**Excerpted passage**
-- Opening Marker --

Alana also clarifies that “likeability is not the be-all and end-all of good theater or literature.” She writes, “I don’t want my review to boil down to ‘I didn’t like Catherine and Healthcliff, but I liked Edgar.’ Instead, I hope to highlight how the musical deals with the problem of sympathy in three hours that Brontë’s novel weaves over three hundred pages. Despite the musical’s focus on Catherine and Heathcliff’s connection, their unlikability might actually reveal something Brontë might want us to take away from the novel—this isn’t a love story. Archer’s sincere, sympathetic portrayal contrasts with Brotherhead and Tamne’s toxic passion and fury to show us it’s a lot more complicated than that.” 

Our student reviewers raise another important question, as well: what does the choice to make Heathcliff recognizably Indian do for the production, and is it worth it?

Alana notes that Tamne’s Indian accent made it even harder to sympathize with Heathcliff. “Liam Tamne’s choice of a stereotypical Indian accent for Heathcliff takes the audience member out of the story and leaves you questioning whether the performance is appropriate instead of paying attention to whether the abuse the character endures explains his callousness.”

-- Closing Marker --

**Entries provided**

-- Opening Marker --

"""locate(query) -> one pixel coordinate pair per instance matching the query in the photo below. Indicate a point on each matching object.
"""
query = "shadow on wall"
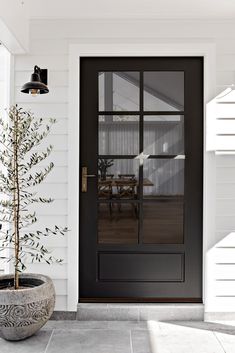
(220, 278)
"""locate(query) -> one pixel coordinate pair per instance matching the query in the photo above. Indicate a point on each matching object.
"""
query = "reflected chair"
(126, 190)
(105, 191)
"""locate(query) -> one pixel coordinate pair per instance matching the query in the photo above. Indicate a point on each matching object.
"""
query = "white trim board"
(76, 51)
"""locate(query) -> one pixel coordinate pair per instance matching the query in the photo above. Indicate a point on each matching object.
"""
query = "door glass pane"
(118, 179)
(166, 177)
(163, 216)
(163, 221)
(164, 91)
(118, 135)
(118, 91)
(164, 134)
(118, 223)
(117, 192)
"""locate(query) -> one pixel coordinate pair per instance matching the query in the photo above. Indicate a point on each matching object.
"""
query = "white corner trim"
(206, 50)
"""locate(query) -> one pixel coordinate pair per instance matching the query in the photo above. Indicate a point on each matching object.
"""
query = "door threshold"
(140, 311)
(140, 300)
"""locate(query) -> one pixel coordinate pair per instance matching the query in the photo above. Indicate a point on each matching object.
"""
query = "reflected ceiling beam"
(151, 91)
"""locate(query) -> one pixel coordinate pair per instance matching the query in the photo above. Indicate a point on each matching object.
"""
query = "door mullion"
(141, 149)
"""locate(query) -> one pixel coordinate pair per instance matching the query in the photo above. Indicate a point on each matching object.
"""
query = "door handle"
(84, 178)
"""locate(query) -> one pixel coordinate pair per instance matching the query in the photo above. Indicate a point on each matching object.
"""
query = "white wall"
(49, 48)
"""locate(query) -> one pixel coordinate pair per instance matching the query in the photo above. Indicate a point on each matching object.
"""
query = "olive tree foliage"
(20, 138)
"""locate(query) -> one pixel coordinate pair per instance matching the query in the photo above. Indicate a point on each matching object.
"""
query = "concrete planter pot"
(23, 312)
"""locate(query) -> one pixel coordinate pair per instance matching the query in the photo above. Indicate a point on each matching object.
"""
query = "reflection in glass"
(164, 134)
(163, 221)
(118, 179)
(166, 176)
(118, 135)
(164, 91)
(117, 225)
(118, 91)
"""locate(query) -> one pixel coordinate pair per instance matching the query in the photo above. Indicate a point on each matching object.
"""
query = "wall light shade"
(37, 84)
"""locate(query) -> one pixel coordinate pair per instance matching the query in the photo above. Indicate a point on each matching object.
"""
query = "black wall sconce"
(37, 84)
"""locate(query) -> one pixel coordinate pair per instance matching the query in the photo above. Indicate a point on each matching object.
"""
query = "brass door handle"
(84, 178)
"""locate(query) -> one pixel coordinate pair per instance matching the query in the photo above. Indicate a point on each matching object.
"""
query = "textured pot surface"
(23, 312)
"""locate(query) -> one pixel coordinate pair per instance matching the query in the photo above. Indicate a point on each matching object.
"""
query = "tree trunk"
(16, 201)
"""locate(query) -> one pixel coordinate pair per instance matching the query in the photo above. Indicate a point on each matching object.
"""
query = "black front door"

-- Closing Marker --

**Using the information**
(A) Reproduce the passage on the Wuthering Heights musical word for word from "Alana also clarifies" to "it worth it?".
(B) Write what comes next in the passage on the Wuthering Heights musical, picking up after its final sentence.
You can disregard the listing.

**Numbered responses**
(A)
Alana also clarifies that “likeability is not the be-all and end-all of good theater or literature.” She writes, “I don’t want my review to boil down to ‘I didn’t like Catherine and Healthcliff, but I liked Edgar.’ Instead, I hope to highlight how the musical deals with the problem of sympathy in three hours that Brontë’s novel weaves over three hundred pages. Despite the musical’s focus on Catherine and Heathcliff’s connection, their unlikability might actually reveal something Brontë might want us to take away from the novel—this isn’t a love story. Archer’s sincere, sympathetic portrayal contrasts with Brotherhead and Tamne’s toxic passion and fury to show us it’s a lot more complicated than that.” 

Our student reviewers raise another important question, as well: what does the choice to make Heathcliff recognizably Indian do for the production, and is it worth it?

(B)
Hardik Yadav finds precedent for the choice in the text of the novel: “Heathcliff, supposed to be “a gift of God” (or from the devil, for “it’s as dark almost as if”; 30) in the novel, is rendered an Indian in this English production. [Do not cue the tabla, please.] There is a precedent in the source for Indianizing Heathcliff (or implying it). Emily Brontë’s characters allude to it early on: he may be a “a little Lascar” (43): he may even have an Indian queen for a mother (49). Who knows ... as Catherine says, resuming her interest in his handsomeness: “You’re fit for a prince in disguise” (49).”

And yet Hardik also found that this choice to make Heathcliff “Indian” reduced Heathcliff’s ability to perform the many kinds of otherness he represents in Brontë’s novel. He points to John Bugg’s argument that the instability of Heathcliff’s ambiguous otherness is crucial to the interpretive work that the novel demands.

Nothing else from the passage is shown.